_WORK REQUIRED:_ Extract every line in the data below that contains the string "green". The match is case-sensitive.

_Object point labels:_
• • •
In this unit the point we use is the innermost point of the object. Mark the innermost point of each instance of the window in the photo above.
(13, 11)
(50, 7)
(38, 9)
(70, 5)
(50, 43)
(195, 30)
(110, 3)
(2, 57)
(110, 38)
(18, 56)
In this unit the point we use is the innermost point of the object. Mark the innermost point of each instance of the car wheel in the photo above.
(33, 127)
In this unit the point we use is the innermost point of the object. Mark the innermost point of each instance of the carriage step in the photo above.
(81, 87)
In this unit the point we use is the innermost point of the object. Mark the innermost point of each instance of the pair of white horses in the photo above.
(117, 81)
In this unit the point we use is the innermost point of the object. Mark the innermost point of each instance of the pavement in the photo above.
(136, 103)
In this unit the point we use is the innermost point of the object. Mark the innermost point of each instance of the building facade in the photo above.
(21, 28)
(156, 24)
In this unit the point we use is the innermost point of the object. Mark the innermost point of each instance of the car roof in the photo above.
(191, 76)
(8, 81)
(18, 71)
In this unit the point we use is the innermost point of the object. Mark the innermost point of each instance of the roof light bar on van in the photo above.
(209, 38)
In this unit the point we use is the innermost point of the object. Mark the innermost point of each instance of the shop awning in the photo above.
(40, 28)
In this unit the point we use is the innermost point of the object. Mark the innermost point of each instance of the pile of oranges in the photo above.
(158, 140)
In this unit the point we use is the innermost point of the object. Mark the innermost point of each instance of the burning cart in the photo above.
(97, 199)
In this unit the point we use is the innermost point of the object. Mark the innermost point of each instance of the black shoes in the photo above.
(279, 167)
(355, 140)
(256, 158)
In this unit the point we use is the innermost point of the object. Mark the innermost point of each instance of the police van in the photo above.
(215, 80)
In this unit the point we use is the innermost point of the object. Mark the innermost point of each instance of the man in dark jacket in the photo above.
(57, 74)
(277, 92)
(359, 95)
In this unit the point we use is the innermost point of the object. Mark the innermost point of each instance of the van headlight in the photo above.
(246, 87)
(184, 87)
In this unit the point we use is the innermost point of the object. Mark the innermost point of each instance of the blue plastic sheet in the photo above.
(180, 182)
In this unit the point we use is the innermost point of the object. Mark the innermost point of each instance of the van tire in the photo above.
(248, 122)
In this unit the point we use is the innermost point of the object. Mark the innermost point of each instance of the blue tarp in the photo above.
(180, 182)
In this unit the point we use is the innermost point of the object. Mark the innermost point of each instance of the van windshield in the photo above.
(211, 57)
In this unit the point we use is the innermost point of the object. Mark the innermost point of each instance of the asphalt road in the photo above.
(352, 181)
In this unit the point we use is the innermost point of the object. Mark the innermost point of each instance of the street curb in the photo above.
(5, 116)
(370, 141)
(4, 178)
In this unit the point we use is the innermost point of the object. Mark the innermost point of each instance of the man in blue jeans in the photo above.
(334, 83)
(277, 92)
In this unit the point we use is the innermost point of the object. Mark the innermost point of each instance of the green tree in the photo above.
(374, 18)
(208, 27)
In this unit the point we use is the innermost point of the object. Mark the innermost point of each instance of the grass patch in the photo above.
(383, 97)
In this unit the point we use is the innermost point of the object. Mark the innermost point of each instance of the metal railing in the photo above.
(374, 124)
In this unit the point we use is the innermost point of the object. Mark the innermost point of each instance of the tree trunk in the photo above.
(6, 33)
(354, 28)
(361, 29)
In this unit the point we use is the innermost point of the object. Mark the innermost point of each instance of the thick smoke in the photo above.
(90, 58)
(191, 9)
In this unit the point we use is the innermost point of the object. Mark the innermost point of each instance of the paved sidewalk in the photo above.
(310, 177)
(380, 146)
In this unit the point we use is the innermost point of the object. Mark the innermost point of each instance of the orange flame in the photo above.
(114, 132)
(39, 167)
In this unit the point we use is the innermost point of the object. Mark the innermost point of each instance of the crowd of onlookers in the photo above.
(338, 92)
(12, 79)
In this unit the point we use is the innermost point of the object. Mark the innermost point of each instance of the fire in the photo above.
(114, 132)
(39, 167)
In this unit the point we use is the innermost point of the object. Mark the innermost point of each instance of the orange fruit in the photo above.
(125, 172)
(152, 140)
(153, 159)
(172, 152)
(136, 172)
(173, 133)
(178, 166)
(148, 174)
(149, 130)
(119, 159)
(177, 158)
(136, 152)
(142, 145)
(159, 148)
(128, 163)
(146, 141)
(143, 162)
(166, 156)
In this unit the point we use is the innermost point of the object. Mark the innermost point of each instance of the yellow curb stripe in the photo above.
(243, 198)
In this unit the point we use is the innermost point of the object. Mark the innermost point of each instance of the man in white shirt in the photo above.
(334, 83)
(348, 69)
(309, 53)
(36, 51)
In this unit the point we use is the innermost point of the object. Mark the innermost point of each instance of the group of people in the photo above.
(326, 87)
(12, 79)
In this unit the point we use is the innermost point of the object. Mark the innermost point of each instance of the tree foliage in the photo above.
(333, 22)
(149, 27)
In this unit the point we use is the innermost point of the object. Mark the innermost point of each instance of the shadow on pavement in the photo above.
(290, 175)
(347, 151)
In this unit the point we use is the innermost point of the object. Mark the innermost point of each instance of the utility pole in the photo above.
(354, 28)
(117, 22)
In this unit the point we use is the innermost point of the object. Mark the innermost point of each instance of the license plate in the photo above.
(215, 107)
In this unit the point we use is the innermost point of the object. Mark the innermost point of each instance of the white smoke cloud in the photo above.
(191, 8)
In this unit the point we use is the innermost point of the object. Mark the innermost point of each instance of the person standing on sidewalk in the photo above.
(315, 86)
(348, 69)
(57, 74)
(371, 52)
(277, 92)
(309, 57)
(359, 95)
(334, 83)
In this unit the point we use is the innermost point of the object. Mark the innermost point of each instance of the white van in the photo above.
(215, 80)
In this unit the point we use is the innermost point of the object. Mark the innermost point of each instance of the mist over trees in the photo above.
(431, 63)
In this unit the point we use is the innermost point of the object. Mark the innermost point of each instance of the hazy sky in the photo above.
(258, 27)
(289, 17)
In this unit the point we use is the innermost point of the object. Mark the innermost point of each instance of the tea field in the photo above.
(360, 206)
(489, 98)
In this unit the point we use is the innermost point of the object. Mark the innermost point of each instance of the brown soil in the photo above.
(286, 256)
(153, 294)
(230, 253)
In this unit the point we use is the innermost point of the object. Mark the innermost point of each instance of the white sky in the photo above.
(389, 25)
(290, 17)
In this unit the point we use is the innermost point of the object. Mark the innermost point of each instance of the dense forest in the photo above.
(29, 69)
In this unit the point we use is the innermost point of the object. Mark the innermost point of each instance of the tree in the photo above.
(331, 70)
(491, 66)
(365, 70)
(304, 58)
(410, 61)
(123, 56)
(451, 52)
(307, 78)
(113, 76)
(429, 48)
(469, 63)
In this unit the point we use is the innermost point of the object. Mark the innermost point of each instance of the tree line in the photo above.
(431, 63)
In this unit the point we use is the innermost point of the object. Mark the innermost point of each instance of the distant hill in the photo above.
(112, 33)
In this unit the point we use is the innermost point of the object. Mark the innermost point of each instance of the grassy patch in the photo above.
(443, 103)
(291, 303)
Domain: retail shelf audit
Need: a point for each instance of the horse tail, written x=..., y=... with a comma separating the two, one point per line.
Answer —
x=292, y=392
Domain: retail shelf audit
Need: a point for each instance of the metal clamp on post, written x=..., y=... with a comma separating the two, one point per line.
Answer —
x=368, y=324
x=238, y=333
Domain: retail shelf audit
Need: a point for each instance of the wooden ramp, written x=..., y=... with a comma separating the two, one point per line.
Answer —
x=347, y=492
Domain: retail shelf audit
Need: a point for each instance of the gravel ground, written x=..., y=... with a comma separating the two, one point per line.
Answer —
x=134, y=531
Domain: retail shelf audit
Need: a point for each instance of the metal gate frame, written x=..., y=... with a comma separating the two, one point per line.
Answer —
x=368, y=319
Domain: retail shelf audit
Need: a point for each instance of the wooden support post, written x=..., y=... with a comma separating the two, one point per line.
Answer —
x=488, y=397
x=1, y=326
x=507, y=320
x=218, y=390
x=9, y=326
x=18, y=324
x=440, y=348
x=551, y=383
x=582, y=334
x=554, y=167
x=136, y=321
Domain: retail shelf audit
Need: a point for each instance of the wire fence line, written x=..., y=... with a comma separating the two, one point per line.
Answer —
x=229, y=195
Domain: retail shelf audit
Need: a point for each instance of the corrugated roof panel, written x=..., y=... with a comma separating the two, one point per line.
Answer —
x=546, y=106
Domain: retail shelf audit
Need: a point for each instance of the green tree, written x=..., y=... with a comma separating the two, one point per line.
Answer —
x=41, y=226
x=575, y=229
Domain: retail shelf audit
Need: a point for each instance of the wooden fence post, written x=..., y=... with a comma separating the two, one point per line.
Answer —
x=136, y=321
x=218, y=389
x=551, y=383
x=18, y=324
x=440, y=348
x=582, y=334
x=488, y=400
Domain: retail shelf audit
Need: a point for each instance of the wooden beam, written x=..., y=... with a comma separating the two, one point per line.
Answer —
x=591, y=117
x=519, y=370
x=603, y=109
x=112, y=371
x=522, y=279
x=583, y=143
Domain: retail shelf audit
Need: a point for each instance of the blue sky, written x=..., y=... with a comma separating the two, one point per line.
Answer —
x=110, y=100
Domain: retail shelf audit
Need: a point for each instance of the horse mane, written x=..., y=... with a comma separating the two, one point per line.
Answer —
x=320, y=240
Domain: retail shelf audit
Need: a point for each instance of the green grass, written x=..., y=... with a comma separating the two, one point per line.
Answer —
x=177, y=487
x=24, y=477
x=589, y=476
• • •
_REPLY:_
In this unit the point we use is the innermost point of the object. Mark the innermost point of each instance of the green tree in the photo above.
Need: a point for each instance of the green tree, written x=..., y=... with a comma separating the two, one point per line.
Need: a point for each instance of the green grass, written x=..., y=... with a comma separating the two, one point per line.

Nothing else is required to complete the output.